##### EXTRAIT CHOISI

Les décisions d’inscription sur cette liste, souvent plus guidées par des préoccupations de gestion de flux de demandeurs d’asile que par le respect des droits de l’homme, ont fait l’objet de nombreux contentieux. En effet, les neuf listes successivement adoptées depuis leur institution en 2005 ont fait l’objet de six reprises, et ont donné lieu à cinq annulations, en tout ou partie, par le Conseil d’État.
De plus, au-delà de la fluctuation de la liste, nous déplorons l’interprétation subjective de cette notion, comme en témoigne l’absence de liste européenne commune aux différents États membres.
Par ailleurs, la catégorie des pays d’origine sûrs entraînant une appréciation des demandes d’asile qui diffère selon la nationalité des demandeurs, la loi française introduit donc une discrimination en raison de la nationalité et entre par conséquent en contradiction avec l’article 3 de la convention du 28 juillet 1951 relatif au statut des réfugiés, qui prohibe toute discrimination à raison de la nationalité.
Enfin, l’application de cette notion revient à tirer les conséquences d’une situation générale d’un État donné pour l’examen d’une situation individuelle, alors même que la demande d’asile repose sur une appréciation avant tout individualisée de la situation de chacune des personnes demandeuses, de ses craintes de persécution ou d’atteintes graves en cas de renvoi dans son pays d’origine.
Ainsi, la notion de pays d’origine sûr réduit sérieusement les chances d’obtenir l’asile et participe de l’accélération des procédures d’examen des demandes, en évacuant les dimensions singulières propres à chaque cas individuel, qui devraient pourtant rester au cœur des procédures.
À l’instar de diverses instances internationales, avec, en tête, l’Agence des Nations Unies pour les réfugiés, nous sommes fortement opposés à cette notion et souhaitons son retrait du texte. Tel est le sens de notre amendement.
Mme la présidente. Quel est l’avis de la commission ?
M. François-Noël Buffet, rapporteur. La commission des lois a émis un avis défavorable sur cet amendement, qui tend à remettre en cause l’existence même d’une liste des pays d’origine sûrs au motif que le placement en procédure accélérée de la demande d’asile émanant du ressortissant d’un pays d’origine sûr en vertu de la loi conduirait à nier le principe de l’examen individuel d’une demande d’asile.
Le V de l’article L. 723-2, dans sa rédaction issue de l’article 7 du projet de loi, réaffirme pourtant le principe de l’examen individuel d’une demande d’asile, en précisant que cela vaut tout particulièrement pour une demande d’asile émanant d’un ressortissant d’un pays d’origine sûr, puisque l’OFPRA peut également, dans cette hypothèse, décider à tout moment d’instruire la demande selon la procédure normale.

##########
##### ENREGISTREMENTS PRÉSENTÉS

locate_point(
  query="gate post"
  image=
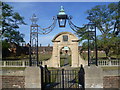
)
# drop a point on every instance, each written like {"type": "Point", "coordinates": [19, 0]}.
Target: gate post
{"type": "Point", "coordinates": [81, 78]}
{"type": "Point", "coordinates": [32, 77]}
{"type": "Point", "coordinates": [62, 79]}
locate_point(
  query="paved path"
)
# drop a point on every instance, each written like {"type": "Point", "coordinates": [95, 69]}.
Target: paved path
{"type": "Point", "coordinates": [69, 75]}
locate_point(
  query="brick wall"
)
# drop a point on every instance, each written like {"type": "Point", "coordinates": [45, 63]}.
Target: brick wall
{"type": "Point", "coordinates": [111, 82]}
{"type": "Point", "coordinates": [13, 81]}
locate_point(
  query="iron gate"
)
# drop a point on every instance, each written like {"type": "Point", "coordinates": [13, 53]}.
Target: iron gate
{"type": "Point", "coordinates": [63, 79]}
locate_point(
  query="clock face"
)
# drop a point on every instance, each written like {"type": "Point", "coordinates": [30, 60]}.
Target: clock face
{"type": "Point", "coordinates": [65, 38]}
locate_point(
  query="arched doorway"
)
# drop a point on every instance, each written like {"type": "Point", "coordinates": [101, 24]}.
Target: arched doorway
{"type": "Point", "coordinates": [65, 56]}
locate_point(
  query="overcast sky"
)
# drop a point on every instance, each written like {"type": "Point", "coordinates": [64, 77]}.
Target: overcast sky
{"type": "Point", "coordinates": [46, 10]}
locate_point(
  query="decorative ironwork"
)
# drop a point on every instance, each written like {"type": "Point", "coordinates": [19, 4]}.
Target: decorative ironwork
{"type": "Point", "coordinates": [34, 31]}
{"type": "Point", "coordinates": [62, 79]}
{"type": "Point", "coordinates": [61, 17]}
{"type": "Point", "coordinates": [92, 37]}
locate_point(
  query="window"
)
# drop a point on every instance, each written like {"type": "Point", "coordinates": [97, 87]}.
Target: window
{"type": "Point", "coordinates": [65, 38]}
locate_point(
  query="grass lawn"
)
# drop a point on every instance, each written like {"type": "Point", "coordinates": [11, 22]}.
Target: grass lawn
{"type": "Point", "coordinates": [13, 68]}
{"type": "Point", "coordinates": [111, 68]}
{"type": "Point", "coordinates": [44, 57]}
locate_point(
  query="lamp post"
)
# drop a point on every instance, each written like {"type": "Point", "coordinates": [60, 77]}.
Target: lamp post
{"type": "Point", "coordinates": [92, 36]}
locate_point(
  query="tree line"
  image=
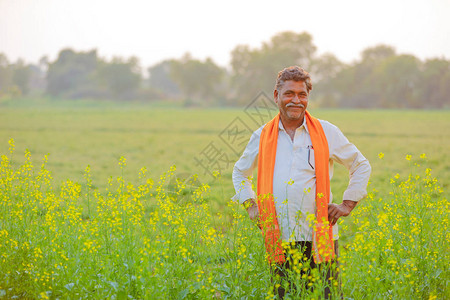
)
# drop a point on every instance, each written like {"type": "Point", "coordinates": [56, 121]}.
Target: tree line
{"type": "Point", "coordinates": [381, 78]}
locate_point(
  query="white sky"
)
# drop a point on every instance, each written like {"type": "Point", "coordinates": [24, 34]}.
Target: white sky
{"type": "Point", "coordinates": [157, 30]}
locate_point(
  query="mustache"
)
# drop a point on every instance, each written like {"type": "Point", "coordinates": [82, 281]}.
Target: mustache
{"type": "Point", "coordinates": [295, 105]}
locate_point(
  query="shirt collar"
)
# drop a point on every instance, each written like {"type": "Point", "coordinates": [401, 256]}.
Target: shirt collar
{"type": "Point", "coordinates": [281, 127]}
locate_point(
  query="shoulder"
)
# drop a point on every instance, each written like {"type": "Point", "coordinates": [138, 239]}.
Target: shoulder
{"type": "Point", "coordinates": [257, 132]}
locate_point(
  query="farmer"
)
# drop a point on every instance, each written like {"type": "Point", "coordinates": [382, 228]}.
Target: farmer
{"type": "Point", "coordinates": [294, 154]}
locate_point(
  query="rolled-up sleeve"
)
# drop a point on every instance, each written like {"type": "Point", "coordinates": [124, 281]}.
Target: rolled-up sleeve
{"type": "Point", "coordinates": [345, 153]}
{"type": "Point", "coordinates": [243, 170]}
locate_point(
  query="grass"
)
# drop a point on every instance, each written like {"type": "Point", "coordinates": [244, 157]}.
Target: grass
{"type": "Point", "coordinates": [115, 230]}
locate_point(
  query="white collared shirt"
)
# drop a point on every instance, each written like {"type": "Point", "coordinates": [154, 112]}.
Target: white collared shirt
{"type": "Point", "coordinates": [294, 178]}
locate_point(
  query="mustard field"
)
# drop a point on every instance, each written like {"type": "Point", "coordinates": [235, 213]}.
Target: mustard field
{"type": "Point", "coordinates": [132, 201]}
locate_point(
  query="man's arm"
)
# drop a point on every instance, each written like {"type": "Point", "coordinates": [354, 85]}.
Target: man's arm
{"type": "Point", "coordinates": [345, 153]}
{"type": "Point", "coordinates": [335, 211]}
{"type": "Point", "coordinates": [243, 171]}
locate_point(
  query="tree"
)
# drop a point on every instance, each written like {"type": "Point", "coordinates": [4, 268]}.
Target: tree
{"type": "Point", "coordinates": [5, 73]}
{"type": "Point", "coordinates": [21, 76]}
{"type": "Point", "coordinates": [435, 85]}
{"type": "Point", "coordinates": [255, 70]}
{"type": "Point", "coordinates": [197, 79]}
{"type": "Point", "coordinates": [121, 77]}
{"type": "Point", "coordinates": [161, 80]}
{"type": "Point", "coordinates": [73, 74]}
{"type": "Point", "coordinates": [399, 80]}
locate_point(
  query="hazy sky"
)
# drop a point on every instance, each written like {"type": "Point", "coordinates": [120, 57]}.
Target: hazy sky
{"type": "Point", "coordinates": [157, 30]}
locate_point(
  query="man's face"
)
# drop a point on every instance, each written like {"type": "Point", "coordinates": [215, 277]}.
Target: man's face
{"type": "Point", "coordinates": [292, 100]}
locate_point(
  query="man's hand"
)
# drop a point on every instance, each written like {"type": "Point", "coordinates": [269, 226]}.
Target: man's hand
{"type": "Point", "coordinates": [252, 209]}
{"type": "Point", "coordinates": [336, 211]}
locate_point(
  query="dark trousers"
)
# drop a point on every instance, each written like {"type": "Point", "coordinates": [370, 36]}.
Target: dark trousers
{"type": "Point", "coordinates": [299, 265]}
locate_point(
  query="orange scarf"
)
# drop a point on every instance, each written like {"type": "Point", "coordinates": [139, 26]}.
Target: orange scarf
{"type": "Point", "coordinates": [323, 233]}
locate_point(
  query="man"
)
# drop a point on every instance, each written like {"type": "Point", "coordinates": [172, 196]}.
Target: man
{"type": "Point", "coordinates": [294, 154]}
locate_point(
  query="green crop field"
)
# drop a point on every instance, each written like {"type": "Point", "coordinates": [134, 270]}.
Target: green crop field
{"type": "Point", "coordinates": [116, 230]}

##########

▶ **CONSIGNE A**
Relevez tous les organismes ou institutions désignés par leur nom dans l'extrait choisi sur les pays d'origine sûrs.
▶ **CONSIGNE B**
D'après l'extrait choisi, quel article de la convention du 28 juillet 1951 la loi française contredirait-elle, et que prohibe cet article ?
▶ **CONSIGNE C**
Rédigez la suite du débat parlementaire sur les pays d'origine sûrs, à partir de la dernière phrase de l'extrait choisi.

▶ **CORRIGÉ A**
Le Conseil d'État, l'Agence des Nations Unies pour les réfugiés, la commission des lois et l'OFPRA.

▶ **CORRIGÉ B**
L'article 3, qui prohibe toute discrimination à raison de la nationalité.

▶ **CORRIGÉ C**
Il n’y a donc pas d’obligation, pour l’OFPRA, de traiter la demande d’une personne ressortissant d’un État d’origine sûr suivant la procédure accélérée. L’OFPRA peut parfaitement décider de traiter la demande au bénéfice de la procédure normale.
Aussi, à mon sens, il est absolument nécessaire de maintenir cette liste.
Mme la présidente. Quel est l’avis du Gouvernement ?
M. Bernard Cazeneuve, ministre. Je ne reviens pas sur l’objet de l’amendement, qui a été expliqué très clairement par Mme Cukierman.
Je ne suis pas favorable à cette proposition sur le fond, car je n’ai pas été convaincu par l’argumentation qui vient d’être développée.
D’abord, je veux rappeler que le projet de loi a pour objet de rénover de façon significative le dispositif des pays d’origine sûrs, la définition étant plus exigeante que celle du droit actuel s’agissant de la stabilité politique et démocratique, ainsi que du respect effectif des droits de l’homme dans le pays considéré.
Cette définition est strictement conforme à nos obligations européennes et elle est de nature à éviter toute inscription contestable sur la liste des pays d’origine sûrs.
Par ailleurs, le texte introduit l’obligation, nouvelle, de veiller de façon permanente à l’actualité et à la pertinence des inscriptions, ainsi qu’un mécanisme de suspension en cas d’évolution rapide et incertaine dans un pays.
En outre, des modifications substantielles ont été apportées pour renforcer considérablement l’objectivité et l’impartialité du processus d’adoption de la liste des pays d’origine sûrs.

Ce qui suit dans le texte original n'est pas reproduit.